→ Brief: Each line of the listing below that includes "thick" should be reported.
------ Given entries
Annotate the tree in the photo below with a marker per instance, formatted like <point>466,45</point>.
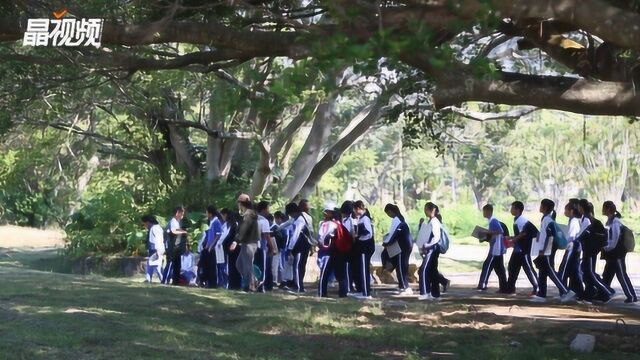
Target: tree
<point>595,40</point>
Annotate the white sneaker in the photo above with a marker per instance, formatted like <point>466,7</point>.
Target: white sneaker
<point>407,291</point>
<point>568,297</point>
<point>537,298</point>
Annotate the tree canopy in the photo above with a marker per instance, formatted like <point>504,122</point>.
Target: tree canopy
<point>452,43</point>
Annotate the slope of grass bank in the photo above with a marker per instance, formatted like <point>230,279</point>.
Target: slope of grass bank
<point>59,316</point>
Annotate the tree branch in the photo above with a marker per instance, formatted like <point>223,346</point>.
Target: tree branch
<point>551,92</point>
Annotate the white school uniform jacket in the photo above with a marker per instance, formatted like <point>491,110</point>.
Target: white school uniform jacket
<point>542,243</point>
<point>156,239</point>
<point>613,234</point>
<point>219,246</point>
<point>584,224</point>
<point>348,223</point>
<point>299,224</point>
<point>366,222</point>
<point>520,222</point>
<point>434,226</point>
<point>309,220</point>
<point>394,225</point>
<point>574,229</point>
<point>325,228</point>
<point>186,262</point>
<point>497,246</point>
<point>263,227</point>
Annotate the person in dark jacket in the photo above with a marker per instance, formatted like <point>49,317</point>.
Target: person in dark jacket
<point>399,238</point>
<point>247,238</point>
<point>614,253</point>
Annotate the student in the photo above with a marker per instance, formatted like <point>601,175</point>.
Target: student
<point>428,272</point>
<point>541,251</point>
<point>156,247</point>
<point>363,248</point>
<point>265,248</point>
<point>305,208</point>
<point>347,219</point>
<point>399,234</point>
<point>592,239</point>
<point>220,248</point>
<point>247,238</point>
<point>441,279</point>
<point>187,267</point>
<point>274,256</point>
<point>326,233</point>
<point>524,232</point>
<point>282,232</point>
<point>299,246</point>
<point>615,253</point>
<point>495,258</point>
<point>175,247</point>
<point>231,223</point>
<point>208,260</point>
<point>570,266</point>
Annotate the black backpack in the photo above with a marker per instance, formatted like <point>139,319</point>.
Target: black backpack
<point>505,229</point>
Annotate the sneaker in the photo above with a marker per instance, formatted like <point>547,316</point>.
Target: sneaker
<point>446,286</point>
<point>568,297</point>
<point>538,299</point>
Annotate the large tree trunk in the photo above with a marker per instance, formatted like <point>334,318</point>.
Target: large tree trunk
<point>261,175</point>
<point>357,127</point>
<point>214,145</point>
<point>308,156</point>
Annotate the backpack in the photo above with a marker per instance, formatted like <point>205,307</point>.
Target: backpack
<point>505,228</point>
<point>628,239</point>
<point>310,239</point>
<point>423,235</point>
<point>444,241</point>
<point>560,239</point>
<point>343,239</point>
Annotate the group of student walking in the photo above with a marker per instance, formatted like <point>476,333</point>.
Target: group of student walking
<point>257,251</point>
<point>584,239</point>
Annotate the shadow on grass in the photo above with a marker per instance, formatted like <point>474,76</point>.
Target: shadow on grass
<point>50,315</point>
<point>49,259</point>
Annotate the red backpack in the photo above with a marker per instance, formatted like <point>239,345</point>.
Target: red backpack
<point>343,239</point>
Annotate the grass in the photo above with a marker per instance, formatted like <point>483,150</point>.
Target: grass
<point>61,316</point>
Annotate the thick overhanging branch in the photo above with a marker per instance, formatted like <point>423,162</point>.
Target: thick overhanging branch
------------
→ Response area:
Annotate the thick overhanging branch in the photo above with a marker per instance, formatted like <point>423,162</point>.
Target: thick overhanging branch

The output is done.